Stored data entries
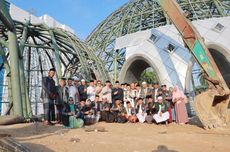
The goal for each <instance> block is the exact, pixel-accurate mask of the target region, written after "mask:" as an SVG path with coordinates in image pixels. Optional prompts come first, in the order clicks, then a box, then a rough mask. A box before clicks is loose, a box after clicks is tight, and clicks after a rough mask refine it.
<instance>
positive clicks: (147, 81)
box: [139, 69, 159, 84]
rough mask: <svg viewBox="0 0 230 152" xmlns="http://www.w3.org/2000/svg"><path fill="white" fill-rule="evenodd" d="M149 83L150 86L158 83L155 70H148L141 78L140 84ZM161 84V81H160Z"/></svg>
mask: <svg viewBox="0 0 230 152" xmlns="http://www.w3.org/2000/svg"><path fill="white" fill-rule="evenodd" d="M143 81H145V82H147V83H148V84H153V83H154V82H156V81H158V77H157V73H156V72H155V71H153V70H149V69H146V70H145V71H143V73H142V74H141V76H140V80H139V82H140V83H141V82H143ZM158 82H159V81H158Z"/></svg>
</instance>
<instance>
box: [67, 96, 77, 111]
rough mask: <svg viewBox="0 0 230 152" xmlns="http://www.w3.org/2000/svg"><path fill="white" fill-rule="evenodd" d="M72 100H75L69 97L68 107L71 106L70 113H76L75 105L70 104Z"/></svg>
mask: <svg viewBox="0 0 230 152" xmlns="http://www.w3.org/2000/svg"><path fill="white" fill-rule="evenodd" d="M70 99H73V97H69V100H68V105H69V107H70V111H71V112H74V111H75V109H74V103H72V104H71V103H70Z"/></svg>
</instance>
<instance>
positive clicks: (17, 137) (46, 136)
mask: <svg viewBox="0 0 230 152" xmlns="http://www.w3.org/2000/svg"><path fill="white" fill-rule="evenodd" d="M62 132H68V130H67V129H64V128H63V127H62V126H46V125H43V124H42V123H40V122H38V123H30V124H22V125H21V126H19V127H18V126H17V127H15V126H14V125H9V126H0V134H9V135H10V136H11V137H13V138H23V137H26V138H27V139H28V138H29V137H33V139H36V138H37V139H39V138H44V137H48V136H52V135H54V134H61V133H62Z"/></svg>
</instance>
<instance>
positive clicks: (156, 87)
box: [152, 82, 161, 102]
mask: <svg viewBox="0 0 230 152" xmlns="http://www.w3.org/2000/svg"><path fill="white" fill-rule="evenodd" d="M153 87H154V89H153V92H152V96H153V101H154V102H157V97H158V96H159V95H160V92H161V89H160V88H159V83H158V82H154V86H153Z"/></svg>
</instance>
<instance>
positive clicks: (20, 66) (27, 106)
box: [19, 21, 32, 117]
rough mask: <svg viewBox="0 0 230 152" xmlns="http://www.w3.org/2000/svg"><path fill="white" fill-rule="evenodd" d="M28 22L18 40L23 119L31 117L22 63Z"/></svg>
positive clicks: (24, 73)
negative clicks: (19, 38)
mask: <svg viewBox="0 0 230 152" xmlns="http://www.w3.org/2000/svg"><path fill="white" fill-rule="evenodd" d="M29 23H30V21H27V22H26V23H25V25H24V28H23V33H22V38H21V40H20V46H19V48H20V49H19V58H20V60H19V63H20V68H19V71H20V83H21V85H20V86H21V91H22V101H23V114H24V117H31V116H32V111H31V104H30V100H29V92H28V90H27V86H28V85H29V84H27V83H26V81H25V71H24V61H23V53H24V48H25V43H26V40H27V37H28V25H29Z"/></svg>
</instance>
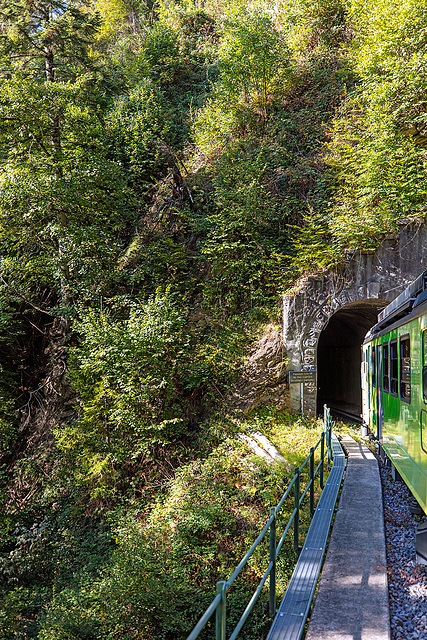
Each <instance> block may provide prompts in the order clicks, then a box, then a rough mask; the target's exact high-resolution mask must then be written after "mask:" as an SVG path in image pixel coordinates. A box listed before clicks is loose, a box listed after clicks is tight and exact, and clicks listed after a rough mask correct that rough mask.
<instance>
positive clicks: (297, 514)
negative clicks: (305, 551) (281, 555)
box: [294, 467, 300, 555]
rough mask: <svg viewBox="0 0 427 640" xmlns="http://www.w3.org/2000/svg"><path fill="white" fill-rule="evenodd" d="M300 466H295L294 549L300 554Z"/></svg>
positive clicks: (294, 506) (294, 491) (294, 500)
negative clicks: (299, 529) (299, 546)
mask: <svg viewBox="0 0 427 640" xmlns="http://www.w3.org/2000/svg"><path fill="white" fill-rule="evenodd" d="M299 480H300V477H299V467H296V468H295V484H294V510H295V518H294V550H295V553H296V554H297V555H298V554H299V497H300V496H299Z"/></svg>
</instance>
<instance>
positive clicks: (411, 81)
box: [329, 2, 427, 249]
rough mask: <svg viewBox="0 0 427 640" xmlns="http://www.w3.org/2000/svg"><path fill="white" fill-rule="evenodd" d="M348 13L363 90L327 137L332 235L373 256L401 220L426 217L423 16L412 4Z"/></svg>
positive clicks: (348, 103)
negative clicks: (422, 60) (371, 253)
mask: <svg viewBox="0 0 427 640" xmlns="http://www.w3.org/2000/svg"><path fill="white" fill-rule="evenodd" d="M349 7H350V11H351V13H352V17H353V20H354V23H355V39H354V43H353V45H352V56H353V60H354V64H355V68H356V71H357V72H358V73H359V75H360V80H361V84H360V88H359V89H358V90H357V92H356V93H354V94H352V95H350V96H349V97H348V99H347V101H346V103H345V105H343V107H342V109H341V110H340V113H339V114H338V116H337V118H336V119H335V122H334V127H333V130H332V141H331V144H330V151H331V154H330V157H329V164H330V165H331V166H332V168H333V170H334V173H335V177H336V188H335V194H336V195H335V202H334V206H333V209H332V212H331V222H330V228H331V231H332V233H333V237H334V242H335V243H336V245H337V246H338V247H341V248H342V247H349V248H351V249H355V248H360V247H362V248H365V249H367V248H368V249H371V248H374V247H375V246H376V245H377V244H378V242H379V240H380V239H381V237H382V236H383V235H384V234H390V233H394V232H396V230H397V223H398V222H399V221H407V220H410V219H417V218H418V219H421V218H423V217H424V203H425V198H426V190H425V188H424V187H423V185H424V183H425V166H426V152H425V150H424V149H423V136H422V132H423V128H424V122H425V113H426V110H425V105H424V102H423V98H422V93H423V86H424V84H423V83H424V80H423V79H422V74H420V61H421V60H422V59H423V57H424V55H425V42H424V36H423V35H422V34H425V28H424V27H423V25H424V24H425V23H426V20H427V13H426V11H425V8H424V7H423V6H422V5H421V4H420V3H417V2H410V3H404V4H401V3H395V2H394V3H384V2H378V3H376V4H375V6H373V5H372V4H369V3H365V2H355V3H349ZM414 143H415V144H414Z"/></svg>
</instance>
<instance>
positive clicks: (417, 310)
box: [362, 271, 427, 513]
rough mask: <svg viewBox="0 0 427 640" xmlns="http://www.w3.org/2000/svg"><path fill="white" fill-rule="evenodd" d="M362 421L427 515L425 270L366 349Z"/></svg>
mask: <svg viewBox="0 0 427 640" xmlns="http://www.w3.org/2000/svg"><path fill="white" fill-rule="evenodd" d="M362 411H363V414H362V415H363V420H364V422H365V424H366V425H368V427H369V428H370V430H371V431H372V432H373V433H374V435H375V436H376V437H377V439H378V440H379V442H380V443H381V446H382V447H383V449H384V450H385V452H386V454H387V456H388V457H389V458H390V460H391V461H392V463H393V465H394V466H395V468H396V469H397V471H398V472H399V473H400V475H401V476H402V478H403V480H404V481H405V482H406V484H407V485H408V487H409V488H410V490H411V492H412V494H413V495H414V496H415V498H416V499H417V501H418V503H419V505H420V506H421V508H422V509H423V510H424V512H425V513H427V271H425V272H424V273H422V274H421V275H420V276H419V277H418V278H417V279H416V280H415V281H414V282H413V283H412V284H411V285H409V286H408V287H407V288H406V289H405V291H404V292H403V293H402V294H401V295H400V296H398V297H397V298H396V299H395V300H394V301H393V302H392V303H391V304H389V305H388V306H387V307H385V309H384V310H383V311H382V312H381V313H380V314H379V316H378V323H377V324H376V325H375V326H374V327H373V328H372V329H371V330H370V331H369V333H368V334H367V335H366V337H365V340H364V343H363V345H362Z"/></svg>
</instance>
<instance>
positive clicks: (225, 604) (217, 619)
mask: <svg viewBox="0 0 427 640" xmlns="http://www.w3.org/2000/svg"><path fill="white" fill-rule="evenodd" d="M216 592H217V594H221V601H220V603H219V605H218V607H217V610H216V625H215V640H226V629H227V627H226V621H227V583H226V581H225V580H220V581H219V582H217V583H216Z"/></svg>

▶ About this task: Go through the entries above and copy each line with "written" in it.

▶ Finished exercise:
The goal for each <instance> block is the exact, pixel-accurate mask of the target region, written after "mask:" as an SVG path with coordinates in image pixels. Optional prompts come first, in the order clicks, then a box, then a rough mask. A box before clicks is loose, a box after clicks is tight, and clicks after a rough mask refine it.
Each <instance> block may provide prompts in the order clicks, then a box, then a rough mask; the target's exact high-resolution mask must then be written after "mask:" as an SVG path in image pixel coordinates. A box listed before clicks is loose, a box listed after clicks is tight and exact, and clicks listed after a rough mask correct that rough mask.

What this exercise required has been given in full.